**MATERIAL FOR THE TASK:**
--- begin ---

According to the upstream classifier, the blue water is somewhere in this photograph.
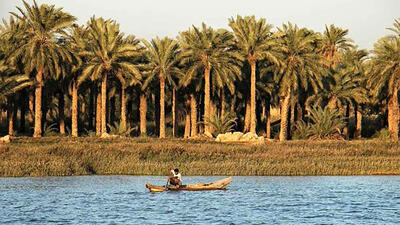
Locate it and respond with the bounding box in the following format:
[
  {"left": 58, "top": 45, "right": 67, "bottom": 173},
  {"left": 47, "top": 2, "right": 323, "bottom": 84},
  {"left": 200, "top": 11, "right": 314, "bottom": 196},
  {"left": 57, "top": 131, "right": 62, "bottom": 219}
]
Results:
[{"left": 0, "top": 176, "right": 400, "bottom": 224}]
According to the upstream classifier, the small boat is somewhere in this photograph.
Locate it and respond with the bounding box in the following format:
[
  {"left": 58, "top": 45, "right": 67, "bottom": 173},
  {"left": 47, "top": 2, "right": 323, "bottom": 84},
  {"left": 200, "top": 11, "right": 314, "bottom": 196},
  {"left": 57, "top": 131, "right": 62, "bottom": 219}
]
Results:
[{"left": 146, "top": 177, "right": 232, "bottom": 192}]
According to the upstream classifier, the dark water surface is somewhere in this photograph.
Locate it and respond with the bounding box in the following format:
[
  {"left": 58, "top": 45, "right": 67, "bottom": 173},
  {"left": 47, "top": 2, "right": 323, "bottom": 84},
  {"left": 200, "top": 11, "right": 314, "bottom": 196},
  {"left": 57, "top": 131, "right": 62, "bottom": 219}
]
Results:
[{"left": 0, "top": 176, "right": 400, "bottom": 224}]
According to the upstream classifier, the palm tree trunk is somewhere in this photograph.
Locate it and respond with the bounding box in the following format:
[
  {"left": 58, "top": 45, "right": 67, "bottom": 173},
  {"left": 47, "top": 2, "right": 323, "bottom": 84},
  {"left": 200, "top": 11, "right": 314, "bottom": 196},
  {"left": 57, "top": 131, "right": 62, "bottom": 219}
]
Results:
[
  {"left": 279, "top": 88, "right": 291, "bottom": 141},
  {"left": 159, "top": 73, "right": 165, "bottom": 138},
  {"left": 250, "top": 60, "right": 257, "bottom": 133},
  {"left": 7, "top": 97, "right": 15, "bottom": 136},
  {"left": 354, "top": 103, "right": 362, "bottom": 138},
  {"left": 205, "top": 67, "right": 211, "bottom": 133},
  {"left": 190, "top": 94, "right": 197, "bottom": 137},
  {"left": 388, "top": 87, "right": 399, "bottom": 141},
  {"left": 89, "top": 85, "right": 96, "bottom": 130},
  {"left": 183, "top": 100, "right": 191, "bottom": 138},
  {"left": 265, "top": 102, "right": 271, "bottom": 138},
  {"left": 120, "top": 87, "right": 126, "bottom": 128},
  {"left": 286, "top": 103, "right": 293, "bottom": 140},
  {"left": 328, "top": 97, "right": 337, "bottom": 111},
  {"left": 101, "top": 74, "right": 107, "bottom": 134},
  {"left": 343, "top": 103, "right": 350, "bottom": 139},
  {"left": 19, "top": 94, "right": 27, "bottom": 133},
  {"left": 96, "top": 91, "right": 101, "bottom": 136},
  {"left": 172, "top": 87, "right": 177, "bottom": 137},
  {"left": 243, "top": 100, "right": 251, "bottom": 133},
  {"left": 33, "top": 69, "right": 44, "bottom": 137},
  {"left": 28, "top": 91, "right": 35, "bottom": 127},
  {"left": 71, "top": 80, "right": 78, "bottom": 137},
  {"left": 221, "top": 88, "right": 226, "bottom": 117},
  {"left": 58, "top": 91, "right": 65, "bottom": 135},
  {"left": 153, "top": 92, "right": 160, "bottom": 136},
  {"left": 107, "top": 96, "right": 116, "bottom": 124},
  {"left": 139, "top": 93, "right": 147, "bottom": 136}
]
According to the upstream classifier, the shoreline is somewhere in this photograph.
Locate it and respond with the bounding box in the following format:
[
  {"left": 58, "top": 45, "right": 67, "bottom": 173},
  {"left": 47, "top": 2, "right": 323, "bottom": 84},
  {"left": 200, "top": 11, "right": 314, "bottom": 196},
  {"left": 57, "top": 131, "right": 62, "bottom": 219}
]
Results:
[{"left": 0, "top": 137, "right": 400, "bottom": 177}]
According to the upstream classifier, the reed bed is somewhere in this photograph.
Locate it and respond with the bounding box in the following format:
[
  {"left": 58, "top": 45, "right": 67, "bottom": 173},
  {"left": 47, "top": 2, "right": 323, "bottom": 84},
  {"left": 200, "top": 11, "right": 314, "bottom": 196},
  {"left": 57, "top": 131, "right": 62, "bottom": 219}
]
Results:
[{"left": 0, "top": 137, "right": 400, "bottom": 177}]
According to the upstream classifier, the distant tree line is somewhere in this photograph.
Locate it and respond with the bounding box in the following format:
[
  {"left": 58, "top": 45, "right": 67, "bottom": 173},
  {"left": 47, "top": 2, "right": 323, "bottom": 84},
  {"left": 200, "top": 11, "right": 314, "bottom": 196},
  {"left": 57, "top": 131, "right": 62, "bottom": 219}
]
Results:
[{"left": 0, "top": 1, "right": 400, "bottom": 141}]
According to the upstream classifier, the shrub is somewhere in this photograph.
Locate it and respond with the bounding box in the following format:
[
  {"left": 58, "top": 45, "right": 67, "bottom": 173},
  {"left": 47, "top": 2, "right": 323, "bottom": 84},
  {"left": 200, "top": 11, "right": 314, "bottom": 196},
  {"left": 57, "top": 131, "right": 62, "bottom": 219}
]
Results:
[
  {"left": 107, "top": 122, "right": 134, "bottom": 137},
  {"left": 204, "top": 113, "right": 237, "bottom": 136},
  {"left": 293, "top": 107, "right": 345, "bottom": 139},
  {"left": 372, "top": 128, "right": 391, "bottom": 140}
]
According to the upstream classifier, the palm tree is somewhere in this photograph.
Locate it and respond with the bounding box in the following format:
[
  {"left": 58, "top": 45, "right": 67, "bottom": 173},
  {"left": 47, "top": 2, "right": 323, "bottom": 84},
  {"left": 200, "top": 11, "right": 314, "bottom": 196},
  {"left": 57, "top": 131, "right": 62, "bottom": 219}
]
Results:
[
  {"left": 115, "top": 35, "right": 144, "bottom": 129},
  {"left": 275, "top": 23, "right": 321, "bottom": 141},
  {"left": 180, "top": 23, "right": 242, "bottom": 133},
  {"left": 229, "top": 15, "right": 278, "bottom": 133},
  {"left": 307, "top": 49, "right": 367, "bottom": 111},
  {"left": 369, "top": 21, "right": 400, "bottom": 141},
  {"left": 11, "top": 1, "right": 76, "bottom": 137},
  {"left": 67, "top": 24, "right": 88, "bottom": 137},
  {"left": 78, "top": 17, "right": 141, "bottom": 134},
  {"left": 320, "top": 24, "right": 353, "bottom": 67},
  {"left": 143, "top": 37, "right": 181, "bottom": 138}
]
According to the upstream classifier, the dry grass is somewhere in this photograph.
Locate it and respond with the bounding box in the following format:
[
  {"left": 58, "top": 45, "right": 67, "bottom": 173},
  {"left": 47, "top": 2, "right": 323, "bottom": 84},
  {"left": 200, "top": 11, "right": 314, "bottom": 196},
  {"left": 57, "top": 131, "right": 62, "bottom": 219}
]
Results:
[{"left": 0, "top": 137, "right": 400, "bottom": 177}]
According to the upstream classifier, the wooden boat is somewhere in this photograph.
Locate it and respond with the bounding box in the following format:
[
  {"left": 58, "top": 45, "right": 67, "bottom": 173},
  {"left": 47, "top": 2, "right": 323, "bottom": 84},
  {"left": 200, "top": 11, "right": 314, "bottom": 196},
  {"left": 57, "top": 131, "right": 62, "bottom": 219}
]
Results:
[{"left": 146, "top": 177, "right": 232, "bottom": 192}]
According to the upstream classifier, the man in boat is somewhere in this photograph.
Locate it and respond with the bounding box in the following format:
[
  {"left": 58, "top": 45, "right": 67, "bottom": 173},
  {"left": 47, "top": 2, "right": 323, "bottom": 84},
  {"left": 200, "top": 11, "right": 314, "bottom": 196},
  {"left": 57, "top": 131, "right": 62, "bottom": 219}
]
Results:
[{"left": 168, "top": 168, "right": 182, "bottom": 187}]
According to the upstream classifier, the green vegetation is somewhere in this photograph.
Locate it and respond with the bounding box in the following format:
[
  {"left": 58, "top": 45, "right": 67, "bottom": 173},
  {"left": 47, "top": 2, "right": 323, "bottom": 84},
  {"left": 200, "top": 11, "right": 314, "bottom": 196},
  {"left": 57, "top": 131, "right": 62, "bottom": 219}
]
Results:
[
  {"left": 0, "top": 1, "right": 400, "bottom": 141},
  {"left": 0, "top": 137, "right": 400, "bottom": 177}
]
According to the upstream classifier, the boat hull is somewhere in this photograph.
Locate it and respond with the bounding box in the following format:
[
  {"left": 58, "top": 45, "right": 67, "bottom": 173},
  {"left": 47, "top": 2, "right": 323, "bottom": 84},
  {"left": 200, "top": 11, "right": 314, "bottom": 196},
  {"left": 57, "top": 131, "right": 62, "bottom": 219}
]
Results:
[{"left": 146, "top": 177, "right": 232, "bottom": 192}]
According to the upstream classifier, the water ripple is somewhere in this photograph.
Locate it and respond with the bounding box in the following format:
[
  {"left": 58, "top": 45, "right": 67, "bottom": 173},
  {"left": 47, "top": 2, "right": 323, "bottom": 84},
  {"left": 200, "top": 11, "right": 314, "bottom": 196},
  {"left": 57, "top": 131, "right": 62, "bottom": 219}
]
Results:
[{"left": 0, "top": 176, "right": 400, "bottom": 224}]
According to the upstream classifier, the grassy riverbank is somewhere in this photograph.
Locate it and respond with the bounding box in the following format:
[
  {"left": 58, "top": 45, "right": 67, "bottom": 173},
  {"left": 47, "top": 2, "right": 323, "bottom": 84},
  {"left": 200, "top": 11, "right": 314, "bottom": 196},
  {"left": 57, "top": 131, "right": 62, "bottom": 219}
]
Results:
[{"left": 0, "top": 137, "right": 400, "bottom": 177}]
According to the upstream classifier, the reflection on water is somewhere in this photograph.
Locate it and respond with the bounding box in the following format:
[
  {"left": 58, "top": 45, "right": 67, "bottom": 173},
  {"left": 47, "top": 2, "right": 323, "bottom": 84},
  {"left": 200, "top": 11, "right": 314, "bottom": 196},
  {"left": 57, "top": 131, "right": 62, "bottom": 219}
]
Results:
[{"left": 0, "top": 176, "right": 400, "bottom": 224}]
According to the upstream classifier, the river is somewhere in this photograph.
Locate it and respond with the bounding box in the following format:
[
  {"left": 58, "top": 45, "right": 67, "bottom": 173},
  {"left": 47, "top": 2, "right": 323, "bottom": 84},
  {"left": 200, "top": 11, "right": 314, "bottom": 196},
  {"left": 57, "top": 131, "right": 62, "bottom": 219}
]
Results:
[{"left": 0, "top": 176, "right": 400, "bottom": 224}]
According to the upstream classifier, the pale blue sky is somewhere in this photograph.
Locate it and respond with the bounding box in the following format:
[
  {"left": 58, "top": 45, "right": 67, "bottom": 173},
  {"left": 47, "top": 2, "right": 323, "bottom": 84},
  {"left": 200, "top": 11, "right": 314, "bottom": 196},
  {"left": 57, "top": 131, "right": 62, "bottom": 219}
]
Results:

--- end ---

**STATED EXERCISE:**
Extract every line from the one containing "According to the upstream classifier, the river" through the last line of the data, inclusive, exactly as written.

**OUTPUT BELOW:**
According to the upstream classifier, the river is somewhere in this photograph.
Locate it and respond with the bounding box in the following format:
[
  {"left": 58, "top": 45, "right": 67, "bottom": 173},
  {"left": 47, "top": 2, "right": 323, "bottom": 84},
  {"left": 200, "top": 11, "right": 314, "bottom": 196},
  {"left": 57, "top": 131, "right": 62, "bottom": 219}
]
Results:
[{"left": 0, "top": 176, "right": 400, "bottom": 224}]
According to the upstream classifier, the pale blue sky is somewhere in this photograph.
Locate it and respond with the bounding box in the following format:
[
  {"left": 58, "top": 45, "right": 67, "bottom": 173},
  {"left": 47, "top": 2, "right": 323, "bottom": 84},
  {"left": 200, "top": 11, "right": 314, "bottom": 196},
  {"left": 57, "top": 131, "right": 62, "bottom": 219}
]
Results:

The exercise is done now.